▶ What is asked
1. From the K-State football recap, transcribe the passage starting at "The Wildcat defense" and ending at "own goal post.".
2. In the K-State football recap, what helped the Wildcats move the ball downfield before Josh Cherry's 23-yard field goal? Answer in one to three sentences.

▶ Document segment
· · · ·
K-State's defense helped the Wildcats get on the board early in the game forcing a turnover on Texas A&M's second play from scrimmage. Jeffrey Fitzgerald stripped the ball out of Jamie McCoy's arms as the fumble was recovered by Troy Butler. The Wildcats would make quick work of the short field and score in four plays to cover the 29 yards to go ahead 7–0 on a Daniel Thomas touchdown run. It marked the third time this season the Wildcats have scored on their opening possession.

The Wildcat defense came up with another stop after allowing the Aggies to gain one first down on their second possession. A penalty on the punt return by Texas A&M and a pass interference call helped K-State push the ball downfield before a 23-yard field goal by Josh Cherry gave the Wildcats a 10-point advantage.

K-State's defense continued to pour it on against the Aggies forcing a three-and-out following the field goal. After an incomplete pass, Fitzgerald tallied a tackle for loss on a rushing attempt by the Aggies. Then, Fitzgerald struck again with a sack to put A&M's punter in the shadow of his own goal post.
· · · ·
▶ Available data
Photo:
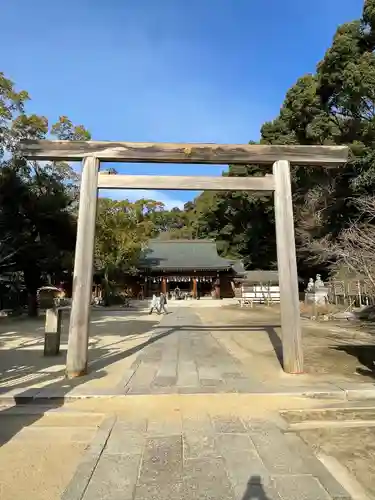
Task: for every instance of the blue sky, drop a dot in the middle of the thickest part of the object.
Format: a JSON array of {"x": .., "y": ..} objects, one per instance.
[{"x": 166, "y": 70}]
· · · ·
▶ Complete answers
1.
The Wildcat defense came up with another stop after allowing the Aggies to gain one first down on their second possession. A penalty on the punt return by Texas A&M and a pass interference call helped K-State push the ball downfield before a 23-yard field goal by Josh Cherry gave the Wildcats a 10-point advantage.

K-State's defense continued to pour it on against the Aggies forcing a three-and-out following the field goal. After an incomplete pass, Fitzgerald tallied a tackle for loss on a rushing attempt by the Aggies. Then, Fitzgerald struck again with a sack to put A&M's punter in the shadow of his own goal post.

2. A penalty on Texas A&M during the punt return and a pass interference call helped K-State push the ball downfield. Cherry's field goal then gave the Wildcats a 10-point lead.